Referring expression pointing data

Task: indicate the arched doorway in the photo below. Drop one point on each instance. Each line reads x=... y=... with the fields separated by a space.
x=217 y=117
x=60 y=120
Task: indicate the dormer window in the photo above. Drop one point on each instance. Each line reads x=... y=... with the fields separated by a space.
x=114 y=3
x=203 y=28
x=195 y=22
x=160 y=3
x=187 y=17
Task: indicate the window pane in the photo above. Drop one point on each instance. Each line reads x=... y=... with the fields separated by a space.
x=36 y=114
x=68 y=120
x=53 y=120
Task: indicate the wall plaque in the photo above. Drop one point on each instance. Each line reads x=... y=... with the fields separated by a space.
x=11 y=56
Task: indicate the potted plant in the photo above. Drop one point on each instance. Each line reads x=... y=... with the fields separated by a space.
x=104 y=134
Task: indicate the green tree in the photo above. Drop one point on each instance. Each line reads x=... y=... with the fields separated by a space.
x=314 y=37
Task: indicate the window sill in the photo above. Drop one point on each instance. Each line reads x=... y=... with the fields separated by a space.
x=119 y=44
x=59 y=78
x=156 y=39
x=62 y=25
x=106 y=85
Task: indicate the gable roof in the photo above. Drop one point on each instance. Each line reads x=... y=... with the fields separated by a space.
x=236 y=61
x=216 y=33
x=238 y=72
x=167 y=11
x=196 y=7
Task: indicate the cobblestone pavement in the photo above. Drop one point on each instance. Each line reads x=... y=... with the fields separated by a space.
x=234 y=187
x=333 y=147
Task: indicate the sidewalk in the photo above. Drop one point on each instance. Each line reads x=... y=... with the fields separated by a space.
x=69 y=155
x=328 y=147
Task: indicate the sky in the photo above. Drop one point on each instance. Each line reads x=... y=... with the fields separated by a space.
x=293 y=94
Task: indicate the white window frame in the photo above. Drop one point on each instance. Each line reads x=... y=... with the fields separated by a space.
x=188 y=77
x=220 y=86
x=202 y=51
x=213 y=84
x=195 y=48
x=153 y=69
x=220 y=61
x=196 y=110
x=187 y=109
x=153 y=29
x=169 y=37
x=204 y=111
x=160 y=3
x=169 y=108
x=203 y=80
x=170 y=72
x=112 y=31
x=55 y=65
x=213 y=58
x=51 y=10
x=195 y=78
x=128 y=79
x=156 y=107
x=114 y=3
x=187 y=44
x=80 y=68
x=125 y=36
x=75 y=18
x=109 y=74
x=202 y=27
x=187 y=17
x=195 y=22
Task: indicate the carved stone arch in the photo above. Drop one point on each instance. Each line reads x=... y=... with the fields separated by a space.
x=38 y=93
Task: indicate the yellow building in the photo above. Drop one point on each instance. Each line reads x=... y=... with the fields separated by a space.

PROBLEM TO WORK ON
An exact copy of every record above is needed. Write it out word for word.

ANSWER TO THE EXERCISE
Task: indicate the arched doorway in the photo below. Drop one point on each instance. Each line reads x=... y=... with the fields separated by a space.
x=217 y=117
x=60 y=120
Task: indicate the dormer window in the photo above. Drop one point on each instance. Each line reads x=... y=... with the fields separated by a space.
x=114 y=3
x=203 y=28
x=195 y=22
x=160 y=3
x=187 y=17
Task: indicate the window pane in the photo above. Drop one point on each instance. Each line reads x=... y=... with the fields separated by a space.
x=36 y=114
x=68 y=120
x=53 y=120
Task: indicate the wall plaque in the photo above. Drop one point on each instance. Each line reads x=... y=... with the fields separated by a space.
x=11 y=56
Task: indicate the potted plant in the photo above. Drop one point on each instance. Each line reads x=... y=... with the fields separated by a space.
x=104 y=134
Task: indicate the green tree in the photo above. Drop one point on each instance. Each line reads x=... y=... with the fields separated by a space.
x=314 y=37
Task: indicate the window sill in the photo above. Drop one point on each instance. Each line reads x=... y=... with the fields separated by a space.
x=119 y=44
x=59 y=78
x=156 y=39
x=62 y=25
x=106 y=85
Task: indicate the gable roof in the photo above. Drop one point on each instance. Each line reads x=... y=... with the fields separated by a space.
x=236 y=61
x=216 y=33
x=238 y=72
x=167 y=11
x=196 y=7
Task: indicate the cobblestone pavement in the photo above. Drop one point on each instance. Each line reads x=... y=... with the fields separated by a space.
x=234 y=187
x=333 y=147
Task: indicate the sidewalk in the photo above. Drop one point on each instance. Each line reads x=... y=... with the fields separated by a space.
x=69 y=155
x=328 y=147
Task: indicate the sky in the photo above. Drop one point on each instance. Each line reads x=... y=... with the fields separated by a space.
x=293 y=94
Task: indicate the white window frame in the photo above. Drop one point on each instance. Each line reads x=... y=... with the fields separated by a space.
x=188 y=77
x=220 y=86
x=202 y=51
x=213 y=84
x=195 y=48
x=153 y=69
x=220 y=61
x=196 y=110
x=187 y=109
x=153 y=29
x=169 y=37
x=204 y=111
x=160 y=3
x=169 y=108
x=203 y=80
x=170 y=72
x=112 y=31
x=55 y=65
x=213 y=58
x=51 y=10
x=195 y=78
x=128 y=79
x=156 y=107
x=114 y=3
x=187 y=44
x=80 y=68
x=125 y=36
x=75 y=18
x=109 y=74
x=202 y=27
x=187 y=17
x=195 y=22
Task: indicate the carved stone arch in the photo above. Drop one point on each instance. Each line reads x=... y=... with the fields separated by a space.
x=38 y=93
Task: indicate the yellow building in the photo above. Drop one point on each instance. Each line reads x=... y=... with the fields separated by a space.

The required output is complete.